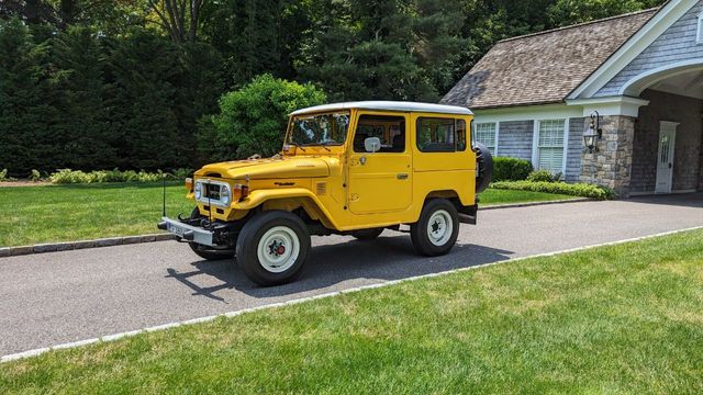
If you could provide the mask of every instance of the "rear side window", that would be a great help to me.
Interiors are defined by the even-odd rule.
[[[417,148],[423,153],[466,150],[466,122],[455,119],[417,119]]]

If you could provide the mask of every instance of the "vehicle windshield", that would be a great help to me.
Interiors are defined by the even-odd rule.
[[[348,112],[300,115],[291,122],[288,143],[297,146],[343,145],[348,128]]]

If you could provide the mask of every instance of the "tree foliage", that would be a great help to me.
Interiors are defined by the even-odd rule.
[[[322,104],[325,93],[314,86],[263,75],[220,99],[220,113],[204,120],[199,145],[213,160],[264,157],[279,153],[288,114]]]
[[[293,106],[436,101],[500,40],[661,3],[0,0],[0,169],[270,155]]]

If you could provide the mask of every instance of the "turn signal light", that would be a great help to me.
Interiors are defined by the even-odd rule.
[[[234,184],[234,199],[242,201],[249,195],[249,185],[245,184]]]

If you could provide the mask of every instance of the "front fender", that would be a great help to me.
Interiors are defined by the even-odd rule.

===============

[PROBLEM REQUIREMENTS]
Rewrite all of the items above, including every request, but raise each coordinate in the answer polygons by 94 and leave out the pictures.

[ANSWER TO THE TASK]
If you could provide the mask of every instance of the "rear side window", that would be a great help to me.
Interiors are defined by the even-odd rule.
[[[511,242],[517,247],[560,244],[560,216],[549,213],[511,213]]]

If you could provide the mask of every instance of the "vehicle windshield", that would be a great help to me.
Interiors are defined by the even-odd rule.
[[[442,206],[394,209],[385,216],[382,237],[391,240],[437,239],[442,222]]]

If you could provide the mask of every instance of the "tree foliage", that would be a great help to me.
Interiors are defined by the even-odd rule.
[[[416,198],[419,187],[408,180],[357,169],[314,193],[314,207],[298,214],[293,239],[307,254],[358,251],[373,247],[382,208]]]
[[[387,200],[530,195],[594,134],[755,97],[94,94],[94,263],[364,249]]]

If you could provide the mask of every instance of the "turn signal light", that would be a great help to me.
Interiors are defined by the even-odd rule.
[[[328,278],[328,293],[336,295],[343,289],[343,279],[339,278]]]

If you could provide the mask of every instance of the "front fender", that would be a great help to me.
Interiors are defined by the even-odd rule.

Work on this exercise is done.